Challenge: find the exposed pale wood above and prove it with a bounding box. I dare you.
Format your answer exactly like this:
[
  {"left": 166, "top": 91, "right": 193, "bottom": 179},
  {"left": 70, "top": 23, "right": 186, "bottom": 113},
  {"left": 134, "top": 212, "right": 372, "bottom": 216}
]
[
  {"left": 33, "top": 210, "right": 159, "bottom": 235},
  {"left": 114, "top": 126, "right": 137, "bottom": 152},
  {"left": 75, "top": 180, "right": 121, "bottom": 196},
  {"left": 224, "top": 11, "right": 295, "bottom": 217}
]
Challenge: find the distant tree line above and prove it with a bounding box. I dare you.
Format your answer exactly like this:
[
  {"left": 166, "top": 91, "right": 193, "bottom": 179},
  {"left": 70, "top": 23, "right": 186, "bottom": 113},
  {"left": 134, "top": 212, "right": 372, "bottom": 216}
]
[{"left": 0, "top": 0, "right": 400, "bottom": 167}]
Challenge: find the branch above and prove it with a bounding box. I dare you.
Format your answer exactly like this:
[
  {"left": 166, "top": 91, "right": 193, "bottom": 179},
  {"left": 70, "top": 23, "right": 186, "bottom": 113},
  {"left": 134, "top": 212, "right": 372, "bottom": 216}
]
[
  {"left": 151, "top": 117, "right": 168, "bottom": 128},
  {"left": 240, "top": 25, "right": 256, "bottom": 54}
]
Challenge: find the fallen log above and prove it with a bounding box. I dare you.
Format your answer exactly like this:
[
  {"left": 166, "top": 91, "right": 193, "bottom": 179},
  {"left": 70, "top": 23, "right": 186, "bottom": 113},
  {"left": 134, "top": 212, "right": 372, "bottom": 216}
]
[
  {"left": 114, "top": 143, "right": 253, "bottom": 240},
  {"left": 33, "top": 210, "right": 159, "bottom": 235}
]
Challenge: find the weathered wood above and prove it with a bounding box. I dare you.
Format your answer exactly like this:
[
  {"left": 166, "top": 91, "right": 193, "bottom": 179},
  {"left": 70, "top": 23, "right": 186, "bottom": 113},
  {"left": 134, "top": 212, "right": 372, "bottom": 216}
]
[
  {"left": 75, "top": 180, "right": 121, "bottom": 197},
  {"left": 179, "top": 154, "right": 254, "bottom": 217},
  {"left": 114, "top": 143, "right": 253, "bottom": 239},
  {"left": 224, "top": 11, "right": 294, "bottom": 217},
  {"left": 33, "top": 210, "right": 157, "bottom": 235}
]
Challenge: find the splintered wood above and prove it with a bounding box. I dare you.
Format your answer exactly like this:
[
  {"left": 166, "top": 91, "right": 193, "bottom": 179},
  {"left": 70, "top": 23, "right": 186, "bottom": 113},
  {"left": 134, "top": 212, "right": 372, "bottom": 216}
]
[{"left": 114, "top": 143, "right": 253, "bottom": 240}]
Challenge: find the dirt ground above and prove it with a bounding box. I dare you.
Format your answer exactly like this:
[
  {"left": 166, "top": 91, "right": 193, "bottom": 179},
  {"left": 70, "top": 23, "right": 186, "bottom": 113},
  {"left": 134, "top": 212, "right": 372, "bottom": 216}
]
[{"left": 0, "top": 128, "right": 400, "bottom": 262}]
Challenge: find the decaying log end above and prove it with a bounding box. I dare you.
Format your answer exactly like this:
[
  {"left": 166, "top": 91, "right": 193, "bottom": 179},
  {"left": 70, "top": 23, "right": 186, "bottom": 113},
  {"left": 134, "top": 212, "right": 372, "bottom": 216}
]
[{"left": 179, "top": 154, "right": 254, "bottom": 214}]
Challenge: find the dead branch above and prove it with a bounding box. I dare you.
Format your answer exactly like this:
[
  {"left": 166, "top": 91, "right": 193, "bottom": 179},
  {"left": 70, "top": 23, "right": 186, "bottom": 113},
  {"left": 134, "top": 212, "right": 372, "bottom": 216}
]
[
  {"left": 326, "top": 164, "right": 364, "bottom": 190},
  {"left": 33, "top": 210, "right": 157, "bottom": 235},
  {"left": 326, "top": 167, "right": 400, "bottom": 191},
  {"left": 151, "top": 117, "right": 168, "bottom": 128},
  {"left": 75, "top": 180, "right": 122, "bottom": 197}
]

→ Problem
Please reproduce all of the entries above verbatim, with every line and character unchanged.

→ Solution below
Challenge: find the exposed pale wood above and prove it with a bounding box. I dare you.
Format your answer exactly like this:
[
  {"left": 166, "top": 91, "right": 193, "bottom": 179},
  {"left": 70, "top": 23, "right": 186, "bottom": 113},
  {"left": 134, "top": 212, "right": 372, "bottom": 216}
]
[
  {"left": 33, "top": 210, "right": 159, "bottom": 235},
  {"left": 114, "top": 126, "right": 137, "bottom": 152},
  {"left": 75, "top": 180, "right": 121, "bottom": 196},
  {"left": 224, "top": 11, "right": 295, "bottom": 217}
]
Challenge: find the distant tree line above and prove it with a bounding box. I dare you.
Format your answer exactly like this:
[
  {"left": 166, "top": 91, "right": 193, "bottom": 179},
  {"left": 70, "top": 23, "right": 186, "bottom": 113},
  {"left": 134, "top": 212, "right": 372, "bottom": 216}
]
[{"left": 0, "top": 0, "right": 400, "bottom": 167}]
Challenge: find the branch above and prove it with a bounding box. I dare you.
Format your answer exactly like this:
[
  {"left": 166, "top": 91, "right": 193, "bottom": 179},
  {"left": 70, "top": 23, "right": 186, "bottom": 113},
  {"left": 134, "top": 212, "right": 372, "bottom": 216}
]
[
  {"left": 151, "top": 117, "right": 168, "bottom": 128},
  {"left": 240, "top": 25, "right": 256, "bottom": 54}
]
Challenge: find the fallen log above and prove it with a bounding box. I dare you.
Format your answer exactly like this:
[
  {"left": 166, "top": 91, "right": 193, "bottom": 179},
  {"left": 70, "top": 23, "right": 186, "bottom": 113},
  {"left": 134, "top": 212, "right": 372, "bottom": 216}
]
[
  {"left": 114, "top": 143, "right": 253, "bottom": 240},
  {"left": 33, "top": 210, "right": 159, "bottom": 235}
]
Challenge: find the weathered wood above and prove it with a bounding box. I dare you.
Format your answer exactly like this:
[
  {"left": 166, "top": 91, "right": 193, "bottom": 179},
  {"left": 70, "top": 23, "right": 186, "bottom": 113},
  {"left": 134, "top": 212, "right": 372, "bottom": 216}
]
[
  {"left": 75, "top": 180, "right": 121, "bottom": 197},
  {"left": 179, "top": 154, "right": 254, "bottom": 217},
  {"left": 114, "top": 143, "right": 253, "bottom": 239},
  {"left": 224, "top": 11, "right": 294, "bottom": 217},
  {"left": 33, "top": 210, "right": 157, "bottom": 235}
]
Challenge: find the splintered wood above and prove it with a bounding box. I dare you.
Format your answer exactly like this:
[
  {"left": 166, "top": 91, "right": 193, "bottom": 179},
  {"left": 70, "top": 23, "right": 186, "bottom": 113},
  {"left": 134, "top": 212, "right": 372, "bottom": 216}
]
[{"left": 114, "top": 143, "right": 253, "bottom": 240}]
Challenge: find the dirt ground above and prove it with a bounding box. I dare you.
Format your answer exactly like this:
[
  {"left": 166, "top": 91, "right": 193, "bottom": 179},
  {"left": 70, "top": 23, "right": 186, "bottom": 113},
  {"left": 134, "top": 212, "right": 372, "bottom": 216}
]
[{"left": 0, "top": 128, "right": 400, "bottom": 262}]
Challenge: find the decaying log end above and prove it with a bounding box. I dare you.
Format your answer exactly like this:
[
  {"left": 166, "top": 91, "right": 193, "bottom": 179},
  {"left": 70, "top": 23, "right": 186, "bottom": 113},
  {"left": 134, "top": 212, "right": 372, "bottom": 216}
]
[{"left": 179, "top": 154, "right": 254, "bottom": 214}]
Challenge: find the dead branch above and prove it with a bounding box. I dare you.
Format your answer exactly like this:
[
  {"left": 166, "top": 91, "right": 193, "bottom": 179},
  {"left": 70, "top": 23, "right": 186, "bottom": 113},
  {"left": 134, "top": 212, "right": 372, "bottom": 216}
]
[
  {"left": 326, "top": 164, "right": 364, "bottom": 190},
  {"left": 33, "top": 210, "right": 157, "bottom": 235},
  {"left": 326, "top": 167, "right": 400, "bottom": 191},
  {"left": 151, "top": 117, "right": 168, "bottom": 128},
  {"left": 75, "top": 180, "right": 122, "bottom": 197}
]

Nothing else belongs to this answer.